Source material:
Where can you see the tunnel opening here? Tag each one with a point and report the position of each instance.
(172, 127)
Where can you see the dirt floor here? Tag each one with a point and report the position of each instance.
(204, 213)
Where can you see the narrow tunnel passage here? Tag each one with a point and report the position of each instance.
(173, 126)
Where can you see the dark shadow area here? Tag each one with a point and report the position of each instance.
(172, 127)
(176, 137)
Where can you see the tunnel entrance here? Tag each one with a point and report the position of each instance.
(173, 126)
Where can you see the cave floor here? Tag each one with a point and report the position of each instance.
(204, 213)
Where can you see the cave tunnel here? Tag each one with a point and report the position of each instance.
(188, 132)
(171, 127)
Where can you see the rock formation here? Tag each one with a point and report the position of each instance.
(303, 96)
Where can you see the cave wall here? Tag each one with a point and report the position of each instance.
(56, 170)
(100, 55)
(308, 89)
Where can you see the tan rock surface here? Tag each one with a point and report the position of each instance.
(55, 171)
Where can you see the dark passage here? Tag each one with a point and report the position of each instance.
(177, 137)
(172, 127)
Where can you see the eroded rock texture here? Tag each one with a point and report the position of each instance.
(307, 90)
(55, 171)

Problem to work on:
Put the rows above into a two-column CSV with the headers text and answer, one line per row. Place each row's wording and its full answer in a single quoted field each, replacing line breaks with spaces.

Written answer:
text,answer
"Where can you see the tunnel opening here? Tag each one with a point and report the position of each instance.","(172, 127)"
"Where can you see the dirt floor here? Tag each one with a point and report the position of each instance.","(204, 213)"
"Where can you see the narrow tunnel passage here? Tag each one with a point and report the position of each instance.","(173, 126)"
"Where can you see the dark shadow area here? Tag each one with a point and report the position of each instance.","(172, 127) (176, 137)"
"Where can you see the tunnel entrance here? Tag each one with a point and report the position of each instance.","(173, 126)"
"Where can you see the cave floor here? Tag each one with a point and report the position of each instance.","(204, 213)"
"Where can you see the cave tunnel here? Tag each one with a point and report the position of each instance.","(188, 132) (171, 127)"
"Where can you see the rock formation here? Tag each one with a point and report the position of each instance.","(303, 96)"
"Where can you see the cave wall here? Tag each one with a point and report the position of each instance.","(56, 170) (100, 55) (308, 89)"
"Where can you see the tan rock surface here? Tag each one with a point and report the position of each instance.","(55, 171)"
"Where can you see the dark passage here? Tag each one with a point and report the position of each instance.","(177, 137) (172, 127)"
"Where can you see the eroded rock texture here? Tag each one with a point and report the position of each instance.","(307, 90) (55, 171)"